§ Raw records:
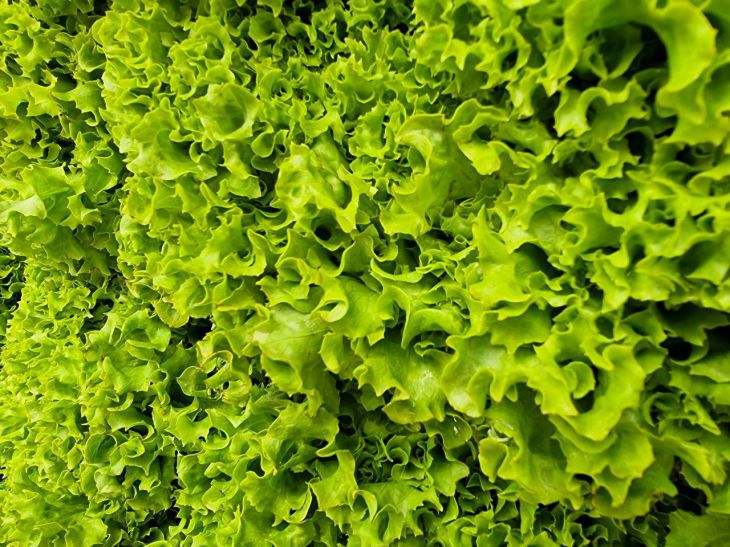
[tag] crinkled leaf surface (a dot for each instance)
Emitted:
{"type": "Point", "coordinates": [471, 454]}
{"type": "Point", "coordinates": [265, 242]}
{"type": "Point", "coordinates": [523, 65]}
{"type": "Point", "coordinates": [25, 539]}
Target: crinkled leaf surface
{"type": "Point", "coordinates": [422, 272]}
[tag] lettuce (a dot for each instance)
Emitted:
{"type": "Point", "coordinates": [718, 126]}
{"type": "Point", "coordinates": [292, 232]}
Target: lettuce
{"type": "Point", "coordinates": [436, 272]}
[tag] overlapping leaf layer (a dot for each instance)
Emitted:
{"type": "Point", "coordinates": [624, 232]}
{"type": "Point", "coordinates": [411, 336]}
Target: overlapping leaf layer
{"type": "Point", "coordinates": [365, 272]}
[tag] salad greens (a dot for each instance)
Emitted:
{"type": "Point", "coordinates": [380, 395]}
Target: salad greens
{"type": "Point", "coordinates": [365, 272]}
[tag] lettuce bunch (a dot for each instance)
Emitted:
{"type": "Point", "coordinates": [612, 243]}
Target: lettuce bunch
{"type": "Point", "coordinates": [365, 272]}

§ Set problem:
Convert the lines into a numbered list, starting at the line that contains "[tag] overlapping leaf" and ending at the last line of the entries. Leave out any blank lines.

§ Output:
1. [tag] overlapping leaf layer (a dot for each instance)
2. Emitted:
3. {"type": "Point", "coordinates": [624, 232]}
4. {"type": "Point", "coordinates": [411, 336]}
5. Target: overlapping leaf layer
6. {"type": "Point", "coordinates": [365, 272]}
7. [tag] salad greens (a dot for each instance)
8. Emitted:
9. {"type": "Point", "coordinates": [380, 395]}
10. Target: salad greens
11. {"type": "Point", "coordinates": [365, 272]}
12. [tag] lettuce bunch (a dot for each instance)
13. Emitted:
14. {"type": "Point", "coordinates": [612, 243]}
15. Target: lettuce bunch
16. {"type": "Point", "coordinates": [365, 272]}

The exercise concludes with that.